• [Esercizi da svolgere]:
1) Rispondi alle seguenti domande sull'articolo dedicato alla rassegna «Per voce sola».
(a) A che ora cominciano gli appuntamenti?
(b) Chi è il direttore artistico dell'associazione Erre Teatro?
(c) In quale giorno si chiude la manifestazione?
2) Stabilisci se ciascuna affermazione concorda con l'articolo sulla rassegna «Per voce sola», citando le parole che lo decidono.
(a) «Antropolaroid» va in scena il 2 ottobre.
(b) Daniele Timpano si ispira all'opera di Go Nagai.
(c) La regia di «Letizia for ever» è di Leonardo Capuano.
3) Continua l'articolo sulla rassegna «Per voce sola» dopo la sua ultima frase.

• [Brano di partenza]:
****************
Al via la seconda edizione di “Per voce sola”



Il peso dei ricordi e la necessità di aprire, anzi, spalancare le porte della percezione percorrono i quattro appuntamenti (tutti alle 21 al Piccolo Teatro del Giullare di Salerno) di “Per voce sola”, la rassegna, giunta alla seconda edizione, nata dall’impegno dell’associazione culturale Erre Teatro, che ha in Vincenzo Albano il suo direttore artistico col sostegno del Comune di Salerno, di contributi privati e la collaborazione di Pura Cultura e di Fonderie Culturali. Si inizia il 25 settembre con “Ecce robot. Cronaca di un’invasione” di cui Daniele Timpano, che si ispira all’opera di Go Nagai, cura drammaturgia, regia ed interpretazione e che è il racconto ironico di una colonizzazione dell’immaginario, quella dei cartoni nipponici, che prepara l’inquietante omologazione imposta dal mezzo televisivo. È un mondo di memorie e di sensazioni perdute “Antropolaroid”, di e con Tindaro Granata (2 ottobre), in cui la duttilità della lingua siciliana crea personaggi che riemergono da un lontano passato e celano aspetti inquietanti. Il 16 ottobre Salvatore Nocera, su testo e regia di Rosario Palazzolo, proporrà, con le voci di Giada Biondo, Floriana Cane, Chiara Italiano, Rosario Palazzolo, Chiara Pulizzotto, Giorgio Salamone, “Letizia for ever”, dove la più inclassificabile delle donne, nevrotica, comica e imprevedibile, fa energicamente a pezzi ogni convenzione. La conclusione della manifestazione è fissata per il 23 ottobre con “Elettrocardiodramma” scritto, diretto e interpretato da Leonardo Capuano, dove un balbuziente vestito da donna mette a nudo la propria anima nel dialogo con figure che solo lui può vedere.
****************
• [Voci fornite]:
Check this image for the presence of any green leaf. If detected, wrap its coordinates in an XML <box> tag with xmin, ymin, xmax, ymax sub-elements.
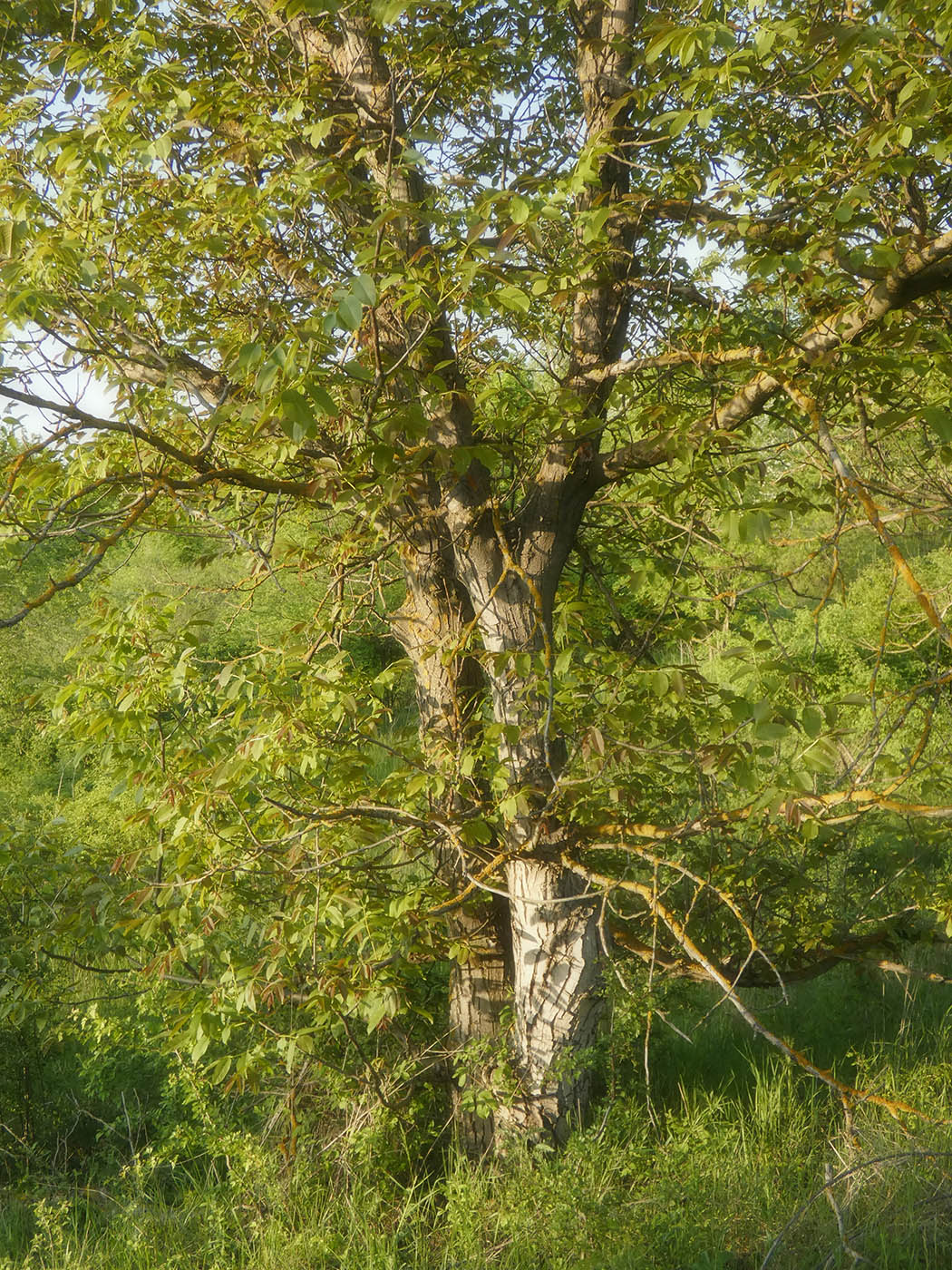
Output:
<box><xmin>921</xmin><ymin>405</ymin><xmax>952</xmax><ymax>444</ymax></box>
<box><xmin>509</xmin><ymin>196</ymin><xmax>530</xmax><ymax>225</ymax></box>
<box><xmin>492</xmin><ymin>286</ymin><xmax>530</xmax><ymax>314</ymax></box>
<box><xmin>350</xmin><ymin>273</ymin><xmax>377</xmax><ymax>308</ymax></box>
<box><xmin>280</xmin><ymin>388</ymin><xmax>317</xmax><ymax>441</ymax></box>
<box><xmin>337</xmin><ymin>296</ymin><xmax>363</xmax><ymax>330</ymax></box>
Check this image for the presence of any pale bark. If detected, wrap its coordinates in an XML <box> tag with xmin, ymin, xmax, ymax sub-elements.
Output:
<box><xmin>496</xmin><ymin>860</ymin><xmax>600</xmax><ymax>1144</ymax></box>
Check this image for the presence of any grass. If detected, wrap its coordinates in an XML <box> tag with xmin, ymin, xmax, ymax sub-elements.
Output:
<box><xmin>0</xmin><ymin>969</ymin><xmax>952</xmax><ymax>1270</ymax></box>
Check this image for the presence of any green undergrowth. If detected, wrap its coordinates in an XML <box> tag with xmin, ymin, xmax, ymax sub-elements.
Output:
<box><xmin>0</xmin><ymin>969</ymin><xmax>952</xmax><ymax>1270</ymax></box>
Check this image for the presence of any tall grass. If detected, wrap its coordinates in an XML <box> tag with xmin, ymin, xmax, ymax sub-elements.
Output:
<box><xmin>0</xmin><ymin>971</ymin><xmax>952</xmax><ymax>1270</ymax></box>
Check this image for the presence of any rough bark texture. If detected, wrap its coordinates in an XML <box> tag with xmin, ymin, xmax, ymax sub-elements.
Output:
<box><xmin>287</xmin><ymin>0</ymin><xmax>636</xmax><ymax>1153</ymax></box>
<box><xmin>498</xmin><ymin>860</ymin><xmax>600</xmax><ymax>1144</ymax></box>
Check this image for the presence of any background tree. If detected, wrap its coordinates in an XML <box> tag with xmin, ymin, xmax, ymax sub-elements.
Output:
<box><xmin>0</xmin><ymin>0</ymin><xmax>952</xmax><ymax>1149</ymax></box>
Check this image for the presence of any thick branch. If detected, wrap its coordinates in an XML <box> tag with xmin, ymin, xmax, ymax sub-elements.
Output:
****************
• [Le soluzioni]:
1)
(a) Alle 21.
(b) Vincenzo Albano.
(c) Il 23 ottobre.

2)
(a) Sì: "“Antropolaroid”, di e con Tindaro Granata (2 ottobre)".
(b) Sì: "Daniele Timpano, che si ispira all’opera di Go Nagai".
(c) No: "su testo e regia di Rosario Palazzolo".

3)
 “Non è tanto il monologo come forma espressiva in sé a meritare una qualche priorità rispetto ad altri tipi di messinscena- ha detto il direttore artistico- quanto il fatto che è sempre la forza del linguaggio a contare. La parola unisce in un doppio dono: quello che l’interprete fa al pubblico con la sua creatività e quello che gli spettatori attuano offrendo il proprio ascolto. È facile dimenticare l’ascolto nella confusione che ci attornia e il pubblico non è certo stupido, ma addormentato su ciò che viene proposto. La rassegna cerca di comprendere le policromie del presente e quanto di ciò a cui si assiste oggi appartiene al futuro”.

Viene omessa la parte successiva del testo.